━━━━━ Supplied data ━━━━━

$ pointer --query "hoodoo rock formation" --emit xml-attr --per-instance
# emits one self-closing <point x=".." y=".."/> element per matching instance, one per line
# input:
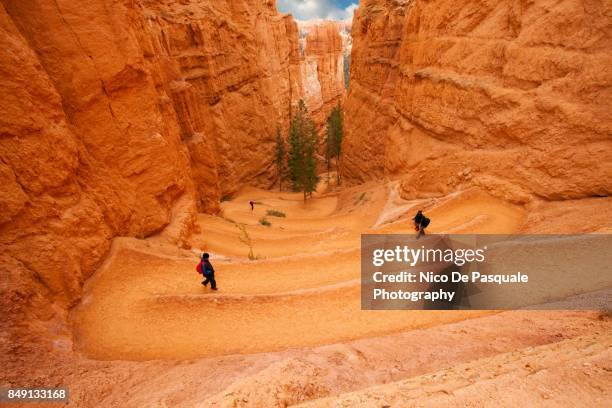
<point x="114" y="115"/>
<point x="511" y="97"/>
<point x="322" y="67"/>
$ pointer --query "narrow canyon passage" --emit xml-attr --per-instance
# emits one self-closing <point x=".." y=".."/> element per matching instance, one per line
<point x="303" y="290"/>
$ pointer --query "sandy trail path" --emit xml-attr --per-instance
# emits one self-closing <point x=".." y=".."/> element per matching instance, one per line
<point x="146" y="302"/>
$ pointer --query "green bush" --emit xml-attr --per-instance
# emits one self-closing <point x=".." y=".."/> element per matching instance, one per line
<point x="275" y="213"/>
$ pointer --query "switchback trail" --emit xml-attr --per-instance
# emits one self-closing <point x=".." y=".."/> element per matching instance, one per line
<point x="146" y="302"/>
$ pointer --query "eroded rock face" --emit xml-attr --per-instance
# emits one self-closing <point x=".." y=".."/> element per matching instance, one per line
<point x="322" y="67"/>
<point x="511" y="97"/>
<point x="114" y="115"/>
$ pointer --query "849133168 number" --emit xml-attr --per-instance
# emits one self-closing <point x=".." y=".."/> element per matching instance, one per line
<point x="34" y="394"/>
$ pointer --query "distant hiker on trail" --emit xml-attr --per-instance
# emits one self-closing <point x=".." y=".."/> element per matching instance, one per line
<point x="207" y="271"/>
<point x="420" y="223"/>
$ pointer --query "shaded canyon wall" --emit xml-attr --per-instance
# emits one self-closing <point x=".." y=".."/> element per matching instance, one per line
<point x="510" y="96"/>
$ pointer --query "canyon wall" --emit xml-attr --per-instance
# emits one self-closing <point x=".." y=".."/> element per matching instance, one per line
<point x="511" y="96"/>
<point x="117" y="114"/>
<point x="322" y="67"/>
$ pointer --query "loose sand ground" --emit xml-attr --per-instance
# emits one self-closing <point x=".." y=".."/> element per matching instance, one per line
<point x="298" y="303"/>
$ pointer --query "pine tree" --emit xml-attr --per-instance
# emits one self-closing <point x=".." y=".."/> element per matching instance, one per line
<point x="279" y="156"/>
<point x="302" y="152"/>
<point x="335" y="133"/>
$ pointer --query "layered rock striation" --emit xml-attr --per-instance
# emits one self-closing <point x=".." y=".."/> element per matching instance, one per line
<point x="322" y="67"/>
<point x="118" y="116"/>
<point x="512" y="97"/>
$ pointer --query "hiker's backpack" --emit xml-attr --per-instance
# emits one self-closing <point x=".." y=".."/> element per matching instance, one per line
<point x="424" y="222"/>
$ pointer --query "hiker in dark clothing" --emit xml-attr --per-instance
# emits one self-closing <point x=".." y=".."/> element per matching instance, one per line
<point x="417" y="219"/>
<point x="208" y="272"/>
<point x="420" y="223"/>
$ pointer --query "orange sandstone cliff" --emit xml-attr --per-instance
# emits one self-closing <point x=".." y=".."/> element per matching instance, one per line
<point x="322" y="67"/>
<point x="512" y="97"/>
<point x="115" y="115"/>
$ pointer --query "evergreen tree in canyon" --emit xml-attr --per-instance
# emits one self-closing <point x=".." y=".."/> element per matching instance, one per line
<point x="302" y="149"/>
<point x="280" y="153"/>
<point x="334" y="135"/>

━━━━━
━━━━━ Supplied data ━━━━━

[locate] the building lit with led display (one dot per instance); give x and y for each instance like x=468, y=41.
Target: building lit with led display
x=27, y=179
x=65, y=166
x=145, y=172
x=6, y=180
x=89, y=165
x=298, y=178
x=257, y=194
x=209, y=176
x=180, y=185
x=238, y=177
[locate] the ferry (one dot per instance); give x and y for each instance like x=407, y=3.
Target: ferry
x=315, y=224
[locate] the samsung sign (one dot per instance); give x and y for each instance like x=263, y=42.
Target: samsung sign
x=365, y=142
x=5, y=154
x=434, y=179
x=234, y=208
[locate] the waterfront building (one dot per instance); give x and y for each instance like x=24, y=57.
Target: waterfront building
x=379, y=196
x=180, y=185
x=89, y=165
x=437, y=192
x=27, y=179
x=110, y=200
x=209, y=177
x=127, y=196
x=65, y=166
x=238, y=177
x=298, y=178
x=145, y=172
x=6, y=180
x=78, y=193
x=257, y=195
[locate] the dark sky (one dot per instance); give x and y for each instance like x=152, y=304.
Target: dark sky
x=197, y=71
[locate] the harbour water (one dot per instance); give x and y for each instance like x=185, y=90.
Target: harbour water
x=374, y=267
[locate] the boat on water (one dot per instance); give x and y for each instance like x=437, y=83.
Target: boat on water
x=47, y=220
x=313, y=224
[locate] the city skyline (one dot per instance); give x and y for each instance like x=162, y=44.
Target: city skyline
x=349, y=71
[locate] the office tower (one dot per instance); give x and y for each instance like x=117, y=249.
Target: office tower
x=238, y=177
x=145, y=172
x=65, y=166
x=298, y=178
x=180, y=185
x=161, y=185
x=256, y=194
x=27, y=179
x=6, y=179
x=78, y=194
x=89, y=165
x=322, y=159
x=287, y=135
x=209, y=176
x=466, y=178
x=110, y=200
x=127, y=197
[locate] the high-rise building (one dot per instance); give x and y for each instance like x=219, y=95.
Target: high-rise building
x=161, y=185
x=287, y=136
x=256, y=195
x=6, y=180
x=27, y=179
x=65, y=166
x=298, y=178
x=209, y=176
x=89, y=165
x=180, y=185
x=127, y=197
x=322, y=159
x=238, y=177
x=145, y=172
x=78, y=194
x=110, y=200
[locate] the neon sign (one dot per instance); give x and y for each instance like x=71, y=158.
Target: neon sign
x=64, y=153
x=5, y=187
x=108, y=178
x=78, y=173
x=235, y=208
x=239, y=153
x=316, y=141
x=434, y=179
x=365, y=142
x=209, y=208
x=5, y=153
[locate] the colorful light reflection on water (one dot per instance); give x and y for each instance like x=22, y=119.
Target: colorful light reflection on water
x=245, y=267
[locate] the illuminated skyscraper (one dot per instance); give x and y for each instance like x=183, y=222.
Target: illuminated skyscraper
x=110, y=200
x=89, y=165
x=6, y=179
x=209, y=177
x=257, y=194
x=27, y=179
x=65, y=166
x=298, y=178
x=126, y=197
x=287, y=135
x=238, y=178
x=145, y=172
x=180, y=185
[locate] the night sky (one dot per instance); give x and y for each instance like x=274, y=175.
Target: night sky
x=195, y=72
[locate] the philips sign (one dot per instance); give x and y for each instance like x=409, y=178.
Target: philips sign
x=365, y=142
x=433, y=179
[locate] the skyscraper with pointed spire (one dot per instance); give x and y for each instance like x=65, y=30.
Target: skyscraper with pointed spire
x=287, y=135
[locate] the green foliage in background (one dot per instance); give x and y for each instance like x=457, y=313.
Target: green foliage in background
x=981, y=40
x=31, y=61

━━━━━
━━━━━ Supplied data ━━━━━

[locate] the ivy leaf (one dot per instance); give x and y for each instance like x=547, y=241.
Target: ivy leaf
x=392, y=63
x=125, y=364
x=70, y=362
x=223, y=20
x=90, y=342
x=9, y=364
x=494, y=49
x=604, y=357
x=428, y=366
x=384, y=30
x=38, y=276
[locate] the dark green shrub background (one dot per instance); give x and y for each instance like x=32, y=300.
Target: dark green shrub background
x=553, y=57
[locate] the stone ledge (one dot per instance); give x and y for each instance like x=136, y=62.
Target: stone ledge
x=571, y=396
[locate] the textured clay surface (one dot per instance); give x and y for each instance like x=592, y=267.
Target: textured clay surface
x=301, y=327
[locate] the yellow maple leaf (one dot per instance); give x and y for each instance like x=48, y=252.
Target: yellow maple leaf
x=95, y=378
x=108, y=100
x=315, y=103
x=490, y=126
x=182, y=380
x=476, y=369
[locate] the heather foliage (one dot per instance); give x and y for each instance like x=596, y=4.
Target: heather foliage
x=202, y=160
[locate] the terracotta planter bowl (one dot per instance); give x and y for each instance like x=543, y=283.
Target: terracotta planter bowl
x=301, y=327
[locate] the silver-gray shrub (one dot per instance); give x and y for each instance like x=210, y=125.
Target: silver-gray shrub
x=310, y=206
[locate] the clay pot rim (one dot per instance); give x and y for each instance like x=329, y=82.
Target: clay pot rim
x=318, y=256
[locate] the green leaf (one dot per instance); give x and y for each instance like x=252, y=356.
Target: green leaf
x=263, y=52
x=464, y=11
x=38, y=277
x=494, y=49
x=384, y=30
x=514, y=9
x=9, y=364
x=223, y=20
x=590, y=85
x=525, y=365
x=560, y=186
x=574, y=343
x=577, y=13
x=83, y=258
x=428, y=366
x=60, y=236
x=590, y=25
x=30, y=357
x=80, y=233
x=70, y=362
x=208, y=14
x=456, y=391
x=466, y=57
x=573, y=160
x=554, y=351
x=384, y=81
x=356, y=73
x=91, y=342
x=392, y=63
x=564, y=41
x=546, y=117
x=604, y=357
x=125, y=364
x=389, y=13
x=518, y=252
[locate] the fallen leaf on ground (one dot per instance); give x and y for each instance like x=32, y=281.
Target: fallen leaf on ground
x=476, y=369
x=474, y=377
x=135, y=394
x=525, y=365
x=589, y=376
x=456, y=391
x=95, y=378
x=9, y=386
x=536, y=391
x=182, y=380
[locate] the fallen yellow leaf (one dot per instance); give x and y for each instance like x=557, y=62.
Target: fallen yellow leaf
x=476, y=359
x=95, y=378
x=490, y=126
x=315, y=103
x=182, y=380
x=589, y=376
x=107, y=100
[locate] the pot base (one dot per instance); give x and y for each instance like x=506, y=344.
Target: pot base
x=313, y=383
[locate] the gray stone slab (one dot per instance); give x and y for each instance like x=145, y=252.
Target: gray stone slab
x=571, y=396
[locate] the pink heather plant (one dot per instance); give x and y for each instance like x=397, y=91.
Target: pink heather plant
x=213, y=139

━━━━━

> Your assignment
Which of the lines in the listing above include "trail"? Report each of them.

> Your solution
$ pointer --query "sandy trail path" --emit xml-attr --per-instance
$ pointer --query "switchback trail" --emit xml-attr --per-instance
$ pointer --query "distant hiker on trail" --emit xml-attr --per-instance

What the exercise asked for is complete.